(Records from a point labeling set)
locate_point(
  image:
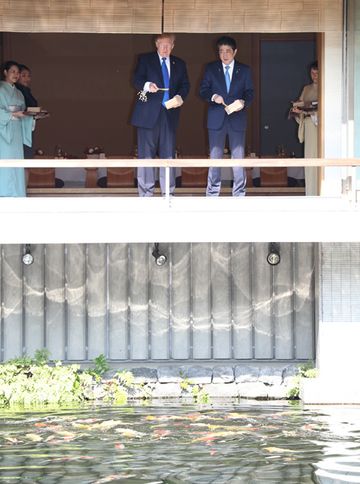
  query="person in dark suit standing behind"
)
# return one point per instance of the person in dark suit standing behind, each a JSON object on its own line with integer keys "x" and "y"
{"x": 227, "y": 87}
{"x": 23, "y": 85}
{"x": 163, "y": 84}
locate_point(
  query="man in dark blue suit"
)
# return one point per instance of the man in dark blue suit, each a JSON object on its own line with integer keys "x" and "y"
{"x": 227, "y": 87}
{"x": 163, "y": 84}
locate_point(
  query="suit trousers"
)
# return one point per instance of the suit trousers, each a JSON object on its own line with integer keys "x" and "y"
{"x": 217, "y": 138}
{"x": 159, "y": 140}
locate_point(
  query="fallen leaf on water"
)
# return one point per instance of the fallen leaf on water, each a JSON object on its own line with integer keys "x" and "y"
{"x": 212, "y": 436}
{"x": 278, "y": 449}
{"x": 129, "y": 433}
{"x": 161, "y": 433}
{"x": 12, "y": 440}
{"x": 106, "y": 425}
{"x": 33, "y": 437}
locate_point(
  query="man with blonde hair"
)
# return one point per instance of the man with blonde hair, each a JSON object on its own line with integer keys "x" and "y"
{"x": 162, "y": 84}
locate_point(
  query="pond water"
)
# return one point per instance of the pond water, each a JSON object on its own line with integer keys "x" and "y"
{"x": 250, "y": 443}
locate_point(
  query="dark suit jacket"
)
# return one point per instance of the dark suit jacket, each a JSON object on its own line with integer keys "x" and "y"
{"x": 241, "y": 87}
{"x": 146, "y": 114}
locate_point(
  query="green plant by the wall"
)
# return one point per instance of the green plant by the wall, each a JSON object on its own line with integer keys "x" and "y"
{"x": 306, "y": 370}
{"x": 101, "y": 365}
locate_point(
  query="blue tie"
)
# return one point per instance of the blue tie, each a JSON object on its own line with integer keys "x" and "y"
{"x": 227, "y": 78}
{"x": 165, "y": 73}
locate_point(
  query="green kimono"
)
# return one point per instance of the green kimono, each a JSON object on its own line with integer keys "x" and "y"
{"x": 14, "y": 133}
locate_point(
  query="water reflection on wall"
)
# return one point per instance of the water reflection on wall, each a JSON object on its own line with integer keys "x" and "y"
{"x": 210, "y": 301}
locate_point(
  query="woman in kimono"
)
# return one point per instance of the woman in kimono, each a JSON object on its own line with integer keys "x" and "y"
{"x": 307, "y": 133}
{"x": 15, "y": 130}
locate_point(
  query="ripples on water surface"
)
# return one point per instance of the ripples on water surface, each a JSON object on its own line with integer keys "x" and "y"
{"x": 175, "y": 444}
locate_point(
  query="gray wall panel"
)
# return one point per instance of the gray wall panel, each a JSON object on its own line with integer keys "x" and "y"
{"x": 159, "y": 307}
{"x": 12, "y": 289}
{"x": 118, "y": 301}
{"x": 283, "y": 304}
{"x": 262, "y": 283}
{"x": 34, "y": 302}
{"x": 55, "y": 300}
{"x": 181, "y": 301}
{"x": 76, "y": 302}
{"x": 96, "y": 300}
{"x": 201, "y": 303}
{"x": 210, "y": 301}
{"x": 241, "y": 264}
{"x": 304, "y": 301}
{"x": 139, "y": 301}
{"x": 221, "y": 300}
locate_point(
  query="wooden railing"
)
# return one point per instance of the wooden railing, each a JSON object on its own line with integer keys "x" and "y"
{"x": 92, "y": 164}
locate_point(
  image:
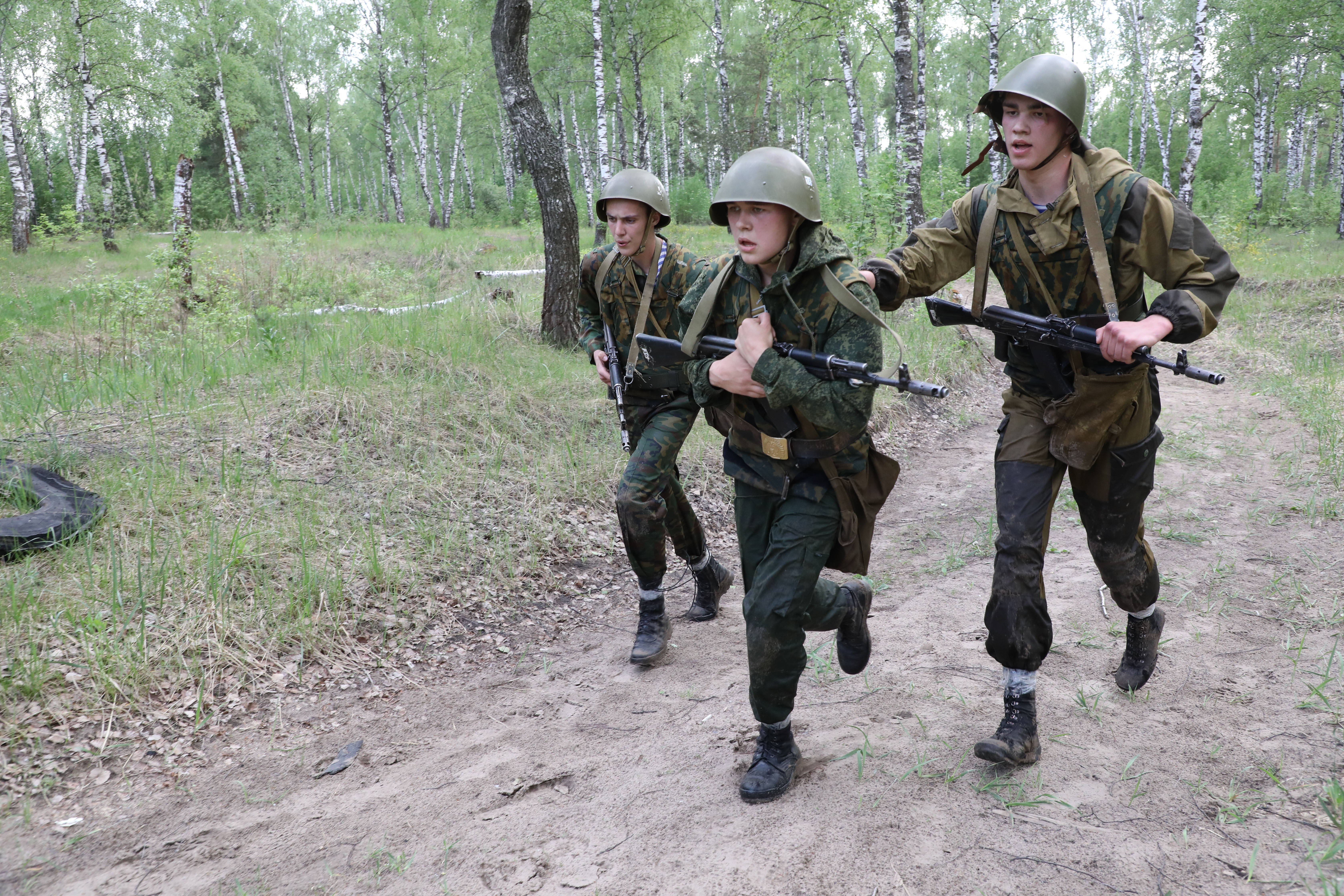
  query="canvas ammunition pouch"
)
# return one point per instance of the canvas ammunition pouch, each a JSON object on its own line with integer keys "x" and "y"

Given task → Give an exact reproduction of every line, leaving out any picture.

Exercise answer →
locate_point(
  image:
  query="person in dark suit standing behind"
)
# return one point per instance of the person in dark suit standing behind, each a JSON object on its own line with integer keys "x" and "y"
{"x": 227, "y": 87}
{"x": 23, "y": 85}
{"x": 163, "y": 84}
locate_point(
  query="man in dark blue suit"
)
# return one point per instance of the man in dark blue suit, each a JSON object on its own line with integer keys "x" and "y"
{"x": 227, "y": 87}
{"x": 163, "y": 84}
locate_point(
  query="suit trousers"
)
# return one point per instance of the suit trousers, each a JSON object on its own line with integer keys "x" and "y"
{"x": 217, "y": 138}
{"x": 159, "y": 140}
locate_point(
  query="fallen leaf on water"
)
# return one point per instance of the fallen leaf on water, each a JSON object on its own line with integer keys "x" and "y"
{"x": 212, "y": 436}
{"x": 278, "y": 449}
{"x": 129, "y": 433}
{"x": 161, "y": 433}
{"x": 12, "y": 440}
{"x": 106, "y": 425}
{"x": 33, "y": 437}
locate_point(
  query="man with blonde hair"
)
# return one point per instance of the man with blonde hair, each a JSON object on its own line with integer keys "x" and "y"
{"x": 162, "y": 84}
locate_point(
  query="pond water"
)
# return one point per instance of the pond water, each a JSON object on its own line with integer keys "x" and "y"
{"x": 250, "y": 443}
locate_point(
  query="dark suit jacket"
)
# return one point per instance of the dark suit jacket, each a JSON object on its own line with integer keys "x" and "y"
{"x": 241, "y": 87}
{"x": 146, "y": 114}
locate_point(
  query="green plant by the wall"
)
# return one point per instance of the green plant by the wall, each a JSON object on its own line with integer keys "x" and "y"
{"x": 306, "y": 370}
{"x": 101, "y": 365}
locate_point(
  query="blue tie"
)
# return one point per instance of the blue tie, each a JSON object on its own line with integer keys "x" and "y"
{"x": 227, "y": 78}
{"x": 165, "y": 73}
locate_point(
  query="green kimono"
)
# return one point per instance of the green kimono, each a JSON object on its own line with integer keys "x" and "y"
{"x": 14, "y": 133}
locate_point(
  query="water reflection on wall"
)
# return one point per instance of the water reflection on wall, each a JSON object on its own line with integer keys "x" and "y"
{"x": 210, "y": 301}
locate_point(
  query="woman in kimono"
)
# return one point per instance of the woman in kimono, each a JSON object on its own line with integer keys "x" and "y"
{"x": 307, "y": 133}
{"x": 15, "y": 130}
locate_point(
  query="ripples on water surface"
)
# return one point per instance of the ripples on water surface, each a JSON object on its own line with integer keys "x" and "y"
{"x": 175, "y": 444}
locate_point(
  query="gray wall panel"
)
# return one point per instance of the gray wall panel, each a JSON object on its own line with integer keys "x" and "y"
{"x": 159, "y": 307}
{"x": 12, "y": 289}
{"x": 118, "y": 301}
{"x": 283, "y": 304}
{"x": 262, "y": 283}
{"x": 34, "y": 302}
{"x": 55, "y": 300}
{"x": 181, "y": 301}
{"x": 76, "y": 302}
{"x": 96, "y": 300}
{"x": 201, "y": 303}
{"x": 210, "y": 301}
{"x": 241, "y": 264}
{"x": 304, "y": 301}
{"x": 139, "y": 301}
{"x": 221, "y": 300}
locate_point(
  query="wooden railing"
)
# return one point per instance of the wooden railing, each a JSON object on its own line with integer keys "x" and "y"
{"x": 92, "y": 164}
locate_point(
  image:
  query="canvas ammunition pouch"
)
# return one point per instance of the canvas ammunition pouch, each a JSON object on its own line with integer keys "x" and "y"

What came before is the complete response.